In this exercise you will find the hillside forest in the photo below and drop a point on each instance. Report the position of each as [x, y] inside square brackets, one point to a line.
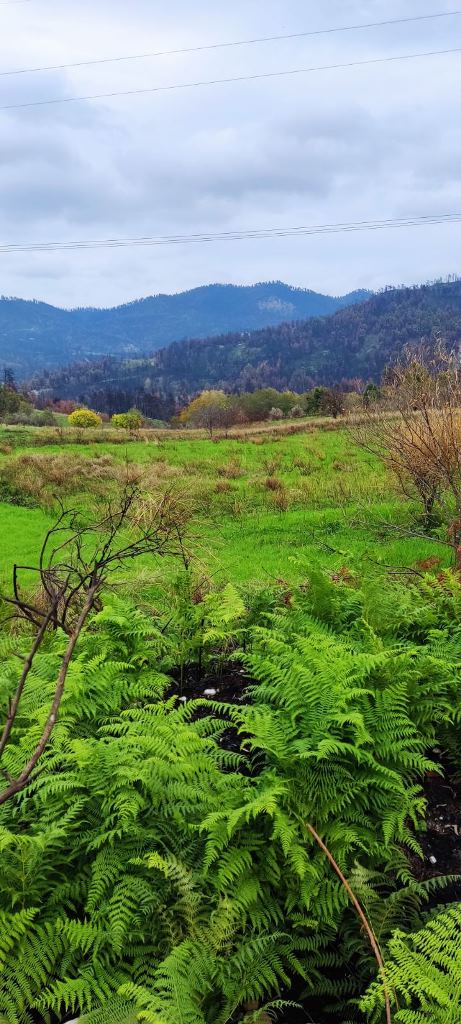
[357, 342]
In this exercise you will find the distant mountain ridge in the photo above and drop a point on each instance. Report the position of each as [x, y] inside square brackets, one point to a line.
[36, 336]
[357, 341]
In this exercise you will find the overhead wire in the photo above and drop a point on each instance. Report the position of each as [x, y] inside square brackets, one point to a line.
[236, 236]
[232, 43]
[224, 81]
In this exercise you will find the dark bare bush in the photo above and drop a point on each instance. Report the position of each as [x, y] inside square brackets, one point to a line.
[416, 432]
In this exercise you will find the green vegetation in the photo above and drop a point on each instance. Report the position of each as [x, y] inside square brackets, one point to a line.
[84, 418]
[156, 872]
[262, 691]
[259, 501]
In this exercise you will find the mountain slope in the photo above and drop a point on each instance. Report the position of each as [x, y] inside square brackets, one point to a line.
[36, 336]
[357, 341]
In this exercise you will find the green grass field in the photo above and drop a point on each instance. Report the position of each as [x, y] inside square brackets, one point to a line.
[262, 504]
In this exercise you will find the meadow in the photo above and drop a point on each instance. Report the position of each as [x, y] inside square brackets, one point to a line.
[250, 743]
[261, 504]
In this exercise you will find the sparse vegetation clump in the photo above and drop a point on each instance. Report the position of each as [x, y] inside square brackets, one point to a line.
[127, 421]
[84, 418]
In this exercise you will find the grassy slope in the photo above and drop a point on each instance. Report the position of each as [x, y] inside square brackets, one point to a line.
[327, 496]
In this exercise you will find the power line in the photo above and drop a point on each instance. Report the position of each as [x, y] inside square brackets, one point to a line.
[233, 43]
[268, 232]
[225, 81]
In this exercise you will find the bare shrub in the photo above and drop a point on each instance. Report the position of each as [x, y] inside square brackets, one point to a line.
[417, 434]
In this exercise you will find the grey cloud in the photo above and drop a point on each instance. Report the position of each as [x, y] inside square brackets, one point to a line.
[360, 144]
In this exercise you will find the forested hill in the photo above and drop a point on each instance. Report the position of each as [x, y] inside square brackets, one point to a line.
[36, 336]
[358, 341]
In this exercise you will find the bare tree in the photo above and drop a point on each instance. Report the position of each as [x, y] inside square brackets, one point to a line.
[76, 563]
[416, 431]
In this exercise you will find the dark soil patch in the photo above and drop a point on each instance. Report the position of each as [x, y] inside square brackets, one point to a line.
[442, 842]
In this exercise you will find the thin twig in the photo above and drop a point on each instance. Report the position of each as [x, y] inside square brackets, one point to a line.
[368, 928]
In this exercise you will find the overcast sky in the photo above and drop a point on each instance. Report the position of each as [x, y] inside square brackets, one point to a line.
[339, 145]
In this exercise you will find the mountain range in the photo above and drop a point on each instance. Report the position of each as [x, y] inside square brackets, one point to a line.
[37, 336]
[359, 340]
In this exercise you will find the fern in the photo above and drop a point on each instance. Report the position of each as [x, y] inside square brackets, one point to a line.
[424, 971]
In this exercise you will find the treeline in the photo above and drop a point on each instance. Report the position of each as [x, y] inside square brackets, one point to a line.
[357, 342]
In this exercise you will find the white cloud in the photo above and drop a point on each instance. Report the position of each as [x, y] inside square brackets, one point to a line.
[359, 143]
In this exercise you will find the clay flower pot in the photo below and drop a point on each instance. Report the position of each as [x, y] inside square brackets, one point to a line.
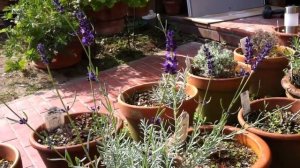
[109, 21]
[284, 147]
[284, 39]
[70, 56]
[172, 7]
[10, 153]
[74, 150]
[220, 90]
[265, 81]
[291, 91]
[134, 114]
[252, 141]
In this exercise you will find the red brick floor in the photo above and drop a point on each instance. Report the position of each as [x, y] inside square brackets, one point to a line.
[119, 78]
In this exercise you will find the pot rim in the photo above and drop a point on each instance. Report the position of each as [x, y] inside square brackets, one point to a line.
[263, 154]
[45, 148]
[149, 84]
[266, 134]
[15, 150]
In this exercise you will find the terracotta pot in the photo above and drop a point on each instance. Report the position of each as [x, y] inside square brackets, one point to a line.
[284, 39]
[291, 91]
[222, 89]
[265, 81]
[109, 21]
[11, 153]
[70, 56]
[134, 114]
[252, 141]
[172, 7]
[284, 147]
[73, 150]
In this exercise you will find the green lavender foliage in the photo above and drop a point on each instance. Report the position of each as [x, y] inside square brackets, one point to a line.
[223, 63]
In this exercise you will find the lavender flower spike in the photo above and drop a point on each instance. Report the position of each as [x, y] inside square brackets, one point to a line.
[58, 6]
[86, 31]
[249, 51]
[210, 62]
[42, 51]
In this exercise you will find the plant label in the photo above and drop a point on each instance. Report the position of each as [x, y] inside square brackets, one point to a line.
[54, 120]
[245, 100]
[182, 131]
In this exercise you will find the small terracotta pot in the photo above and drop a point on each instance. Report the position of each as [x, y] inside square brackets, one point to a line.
[265, 81]
[252, 141]
[109, 21]
[220, 90]
[134, 114]
[284, 39]
[291, 91]
[172, 7]
[70, 56]
[284, 147]
[73, 150]
[11, 153]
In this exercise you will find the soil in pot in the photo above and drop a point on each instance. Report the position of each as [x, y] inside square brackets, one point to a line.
[65, 135]
[280, 129]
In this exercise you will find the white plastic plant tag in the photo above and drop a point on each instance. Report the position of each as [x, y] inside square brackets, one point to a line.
[245, 101]
[54, 120]
[182, 133]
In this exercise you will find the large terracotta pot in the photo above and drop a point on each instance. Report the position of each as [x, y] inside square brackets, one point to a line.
[220, 90]
[291, 91]
[68, 57]
[172, 7]
[252, 141]
[284, 39]
[265, 81]
[10, 153]
[134, 114]
[284, 147]
[109, 21]
[73, 150]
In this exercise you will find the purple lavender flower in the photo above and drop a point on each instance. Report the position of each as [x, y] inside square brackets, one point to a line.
[170, 65]
[58, 6]
[42, 51]
[249, 51]
[91, 76]
[262, 56]
[210, 62]
[86, 31]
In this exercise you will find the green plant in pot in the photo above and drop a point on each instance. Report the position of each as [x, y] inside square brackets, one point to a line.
[148, 100]
[40, 22]
[268, 74]
[218, 78]
[291, 81]
[276, 120]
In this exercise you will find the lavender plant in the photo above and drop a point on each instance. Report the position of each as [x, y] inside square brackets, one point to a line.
[213, 60]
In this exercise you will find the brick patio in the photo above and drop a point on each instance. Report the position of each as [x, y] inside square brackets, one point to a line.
[147, 69]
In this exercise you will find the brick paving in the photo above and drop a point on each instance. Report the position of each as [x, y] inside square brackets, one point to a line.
[137, 72]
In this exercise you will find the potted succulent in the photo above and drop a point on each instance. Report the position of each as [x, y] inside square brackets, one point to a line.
[218, 78]
[291, 81]
[268, 74]
[40, 22]
[147, 101]
[276, 121]
[172, 7]
[9, 156]
[106, 15]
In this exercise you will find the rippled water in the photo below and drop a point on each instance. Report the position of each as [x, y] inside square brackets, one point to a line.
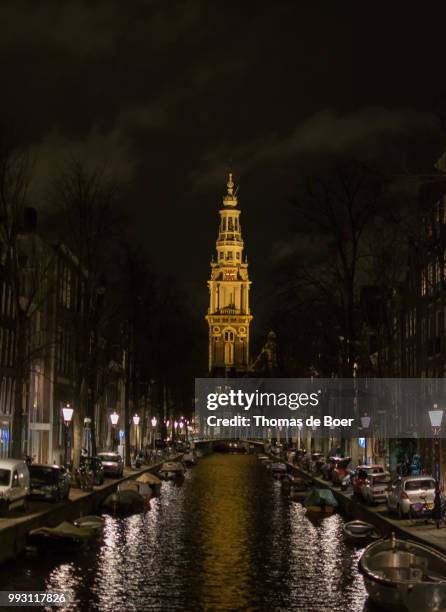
[227, 538]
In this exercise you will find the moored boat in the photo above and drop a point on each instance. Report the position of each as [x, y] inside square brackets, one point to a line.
[90, 521]
[320, 501]
[189, 458]
[124, 502]
[137, 486]
[278, 469]
[65, 535]
[152, 481]
[360, 532]
[401, 574]
[171, 469]
[263, 457]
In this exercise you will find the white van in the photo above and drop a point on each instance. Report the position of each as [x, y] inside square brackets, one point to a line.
[14, 484]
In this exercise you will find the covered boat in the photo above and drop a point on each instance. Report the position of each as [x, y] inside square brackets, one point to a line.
[152, 481]
[63, 536]
[320, 500]
[189, 458]
[404, 575]
[263, 457]
[171, 469]
[138, 487]
[124, 502]
[278, 469]
[360, 532]
[90, 521]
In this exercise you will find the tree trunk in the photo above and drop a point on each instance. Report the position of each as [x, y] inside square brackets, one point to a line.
[127, 421]
[20, 380]
[78, 424]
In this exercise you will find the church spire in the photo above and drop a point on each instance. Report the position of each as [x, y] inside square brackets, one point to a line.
[229, 314]
[230, 198]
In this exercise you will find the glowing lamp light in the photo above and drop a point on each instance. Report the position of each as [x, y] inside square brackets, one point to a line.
[67, 414]
[436, 416]
[365, 421]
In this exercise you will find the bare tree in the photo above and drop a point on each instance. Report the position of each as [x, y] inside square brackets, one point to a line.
[86, 199]
[340, 209]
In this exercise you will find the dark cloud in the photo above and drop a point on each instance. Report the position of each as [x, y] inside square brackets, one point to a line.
[173, 94]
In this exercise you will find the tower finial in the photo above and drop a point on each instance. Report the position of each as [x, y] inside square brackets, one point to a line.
[230, 185]
[230, 198]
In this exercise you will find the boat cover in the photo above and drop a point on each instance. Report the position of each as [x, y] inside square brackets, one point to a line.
[320, 497]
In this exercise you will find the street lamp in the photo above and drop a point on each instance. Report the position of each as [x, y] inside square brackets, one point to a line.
[136, 420]
[365, 424]
[67, 413]
[114, 418]
[153, 423]
[436, 416]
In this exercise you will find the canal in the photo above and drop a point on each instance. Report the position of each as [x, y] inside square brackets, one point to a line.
[227, 538]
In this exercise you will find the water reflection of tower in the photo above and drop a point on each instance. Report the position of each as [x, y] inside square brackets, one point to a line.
[229, 315]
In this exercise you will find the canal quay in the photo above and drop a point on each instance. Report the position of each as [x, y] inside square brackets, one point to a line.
[227, 537]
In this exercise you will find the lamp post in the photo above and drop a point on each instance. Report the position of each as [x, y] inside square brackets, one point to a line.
[436, 416]
[67, 413]
[136, 420]
[153, 422]
[365, 424]
[114, 418]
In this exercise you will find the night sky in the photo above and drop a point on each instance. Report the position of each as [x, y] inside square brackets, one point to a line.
[173, 95]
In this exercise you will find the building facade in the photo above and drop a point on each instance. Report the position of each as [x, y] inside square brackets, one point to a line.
[229, 315]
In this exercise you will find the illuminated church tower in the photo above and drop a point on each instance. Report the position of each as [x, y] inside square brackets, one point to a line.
[229, 315]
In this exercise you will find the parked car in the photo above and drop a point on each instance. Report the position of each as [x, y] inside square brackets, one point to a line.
[411, 491]
[362, 472]
[90, 472]
[49, 482]
[317, 460]
[327, 467]
[112, 463]
[375, 487]
[339, 470]
[14, 484]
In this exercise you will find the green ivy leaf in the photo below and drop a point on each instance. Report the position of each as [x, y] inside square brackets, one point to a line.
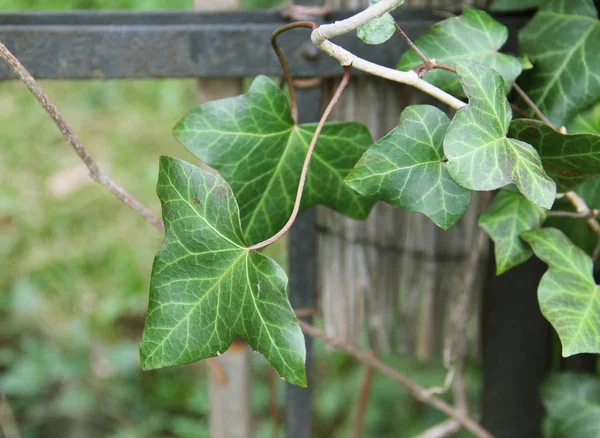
[474, 36]
[207, 288]
[253, 142]
[514, 5]
[568, 159]
[480, 155]
[406, 168]
[509, 215]
[586, 121]
[378, 30]
[568, 295]
[563, 42]
[572, 404]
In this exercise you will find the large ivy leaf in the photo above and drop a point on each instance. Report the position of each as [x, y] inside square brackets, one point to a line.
[563, 42]
[509, 215]
[586, 121]
[568, 295]
[378, 30]
[474, 36]
[514, 5]
[406, 168]
[572, 404]
[207, 288]
[568, 159]
[253, 142]
[481, 156]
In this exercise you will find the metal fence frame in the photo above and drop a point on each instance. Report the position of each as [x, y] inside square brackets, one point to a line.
[124, 45]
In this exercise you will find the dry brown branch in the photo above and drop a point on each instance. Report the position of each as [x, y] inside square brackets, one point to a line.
[72, 138]
[416, 390]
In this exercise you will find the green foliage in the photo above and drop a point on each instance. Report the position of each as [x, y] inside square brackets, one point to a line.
[253, 141]
[563, 42]
[568, 295]
[568, 159]
[407, 168]
[514, 5]
[586, 121]
[474, 36]
[481, 156]
[380, 29]
[510, 215]
[207, 288]
[572, 404]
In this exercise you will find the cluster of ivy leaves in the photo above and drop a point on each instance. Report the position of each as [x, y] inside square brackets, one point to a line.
[208, 287]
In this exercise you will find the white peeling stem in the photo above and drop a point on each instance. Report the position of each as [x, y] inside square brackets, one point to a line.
[320, 38]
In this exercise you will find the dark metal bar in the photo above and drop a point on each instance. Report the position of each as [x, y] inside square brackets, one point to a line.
[302, 253]
[111, 45]
[516, 352]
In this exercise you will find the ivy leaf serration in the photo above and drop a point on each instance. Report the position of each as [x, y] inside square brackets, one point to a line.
[480, 155]
[474, 36]
[406, 168]
[253, 142]
[572, 404]
[378, 30]
[568, 295]
[509, 215]
[563, 42]
[207, 288]
[568, 159]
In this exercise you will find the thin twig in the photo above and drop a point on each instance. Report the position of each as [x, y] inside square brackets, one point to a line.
[521, 111]
[584, 210]
[72, 138]
[95, 172]
[411, 44]
[287, 75]
[416, 390]
[363, 402]
[442, 430]
[311, 148]
[593, 213]
[321, 36]
[532, 105]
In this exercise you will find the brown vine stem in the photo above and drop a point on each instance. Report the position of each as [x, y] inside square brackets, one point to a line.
[284, 65]
[95, 173]
[411, 44]
[72, 138]
[416, 390]
[340, 89]
[584, 210]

# # # #

- _Short task_: Print exactly the lines from the one with "In this exercise you will find the cluster" through the end of the data, inclusive.

- _Full answer_:
In this exercise you will find the cluster of ivy leaves in the photo above and drop a point on each instance. Report the position of each as [x, y] inside square brackets, one point to a line.
[208, 287]
In this exercise you will find the white peeling stem in the photo above and drop a point on each instance. Report the position of each as [x, y] inside square brackets, one point to a line.
[320, 38]
In this exercise you will find the dark metal bar in the photo above and drop a point on each instance. Report the position of each as [x, y] inside square brackets, one point to a line.
[302, 253]
[111, 45]
[516, 352]
In this exercise you will find the ivy leaf serration in the photo above and drop a point on each instance. Report the position of each as [x, y] inside square brackets, one point to a line.
[480, 155]
[474, 36]
[406, 168]
[253, 142]
[572, 404]
[378, 30]
[568, 295]
[509, 215]
[563, 42]
[207, 288]
[568, 159]
In this exercise you will find the thin twig in the photo above and drop a point on each instance. Report the position of each as [x, y] inside square brackets, one point to a line.
[521, 111]
[584, 210]
[72, 138]
[95, 172]
[411, 44]
[287, 75]
[416, 390]
[363, 402]
[442, 430]
[311, 148]
[593, 213]
[321, 36]
[532, 105]
In this exercise you will find the brown vine stem in the photo above and drop a point on each instance. Report the position of each as [x, y] inside square brackets, one point to a line.
[284, 65]
[95, 173]
[411, 44]
[72, 138]
[416, 390]
[340, 89]
[584, 210]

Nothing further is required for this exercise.